**The data**

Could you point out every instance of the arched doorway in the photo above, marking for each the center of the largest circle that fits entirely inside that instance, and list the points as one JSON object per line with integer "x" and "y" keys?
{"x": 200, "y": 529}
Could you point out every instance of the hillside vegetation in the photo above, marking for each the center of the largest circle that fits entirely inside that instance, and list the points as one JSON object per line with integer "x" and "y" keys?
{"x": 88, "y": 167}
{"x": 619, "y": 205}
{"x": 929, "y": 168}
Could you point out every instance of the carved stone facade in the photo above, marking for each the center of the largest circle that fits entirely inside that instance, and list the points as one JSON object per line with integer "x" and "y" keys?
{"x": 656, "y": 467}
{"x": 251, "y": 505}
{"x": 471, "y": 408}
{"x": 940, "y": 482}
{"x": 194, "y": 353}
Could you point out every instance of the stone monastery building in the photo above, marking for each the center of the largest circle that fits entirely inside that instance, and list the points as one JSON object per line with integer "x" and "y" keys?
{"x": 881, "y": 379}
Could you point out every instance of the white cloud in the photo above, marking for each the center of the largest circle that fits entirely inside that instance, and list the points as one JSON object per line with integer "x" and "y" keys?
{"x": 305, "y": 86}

* * *

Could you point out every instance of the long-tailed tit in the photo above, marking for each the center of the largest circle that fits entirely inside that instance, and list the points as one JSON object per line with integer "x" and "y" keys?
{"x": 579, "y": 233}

* * *

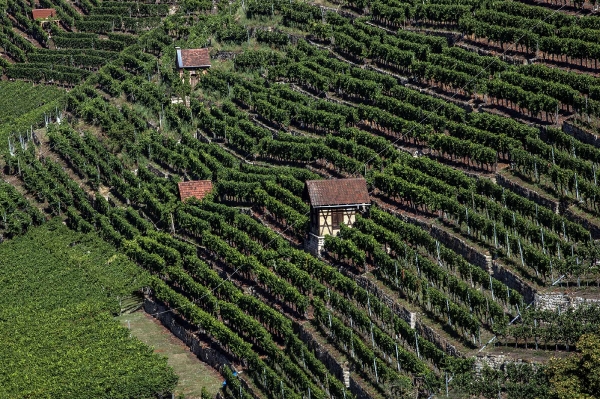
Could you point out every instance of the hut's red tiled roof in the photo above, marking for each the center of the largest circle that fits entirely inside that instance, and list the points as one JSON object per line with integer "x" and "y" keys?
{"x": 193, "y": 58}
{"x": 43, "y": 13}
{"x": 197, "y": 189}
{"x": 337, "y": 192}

**What to produce**
List every line of the data above that contains the word "each", and copy every such line in full.

**The response**
Could you point out every instance of the arched doorway in the photo above, marking for each the center of the largest circle that fits entirely inside that instance, and list the points as one JSON object per line with integer "x" and "y" keys?
Could you point out every instance of the hillside vegetation in the photo above, marking for each the center of the largest circle that fits entirely inside that instance, and list the points as one JSON object per line with integer "x" and "y" keys?
Could you point out every instance of the carved stone facade in the photo above, marking for each the center of the largest circle that fits entirely inside that instance, and list the points as one JSON object per line with integer "x" and "y" keys?
Could you point out every instance of the stone monastery building in the photo above, marking for each the center of the largest circle that fits entirely inside that instance, and list the points as one JSON object per line with integer "x" and "y" keys?
Could you point out every instance of the white cloud in the photo above, marking for each the center of the largest circle that fits entirely inside that instance, and list the points as one JSON object per line with integer "x" and "y" keys?
Could you point out every instance of the long-tailed tit in the photo above, marking for each the center of the largest circle that fits entirely inside that instance, and list the points as one JSON object per line with integer "x" and "y" keys?
Could you point out every instance of the hut's red tiled roof in the photo above, marking for each the center of the largest circle that fits entirely inside that instance, and list the points as one JSON object per line with integer "x" and "y" keys?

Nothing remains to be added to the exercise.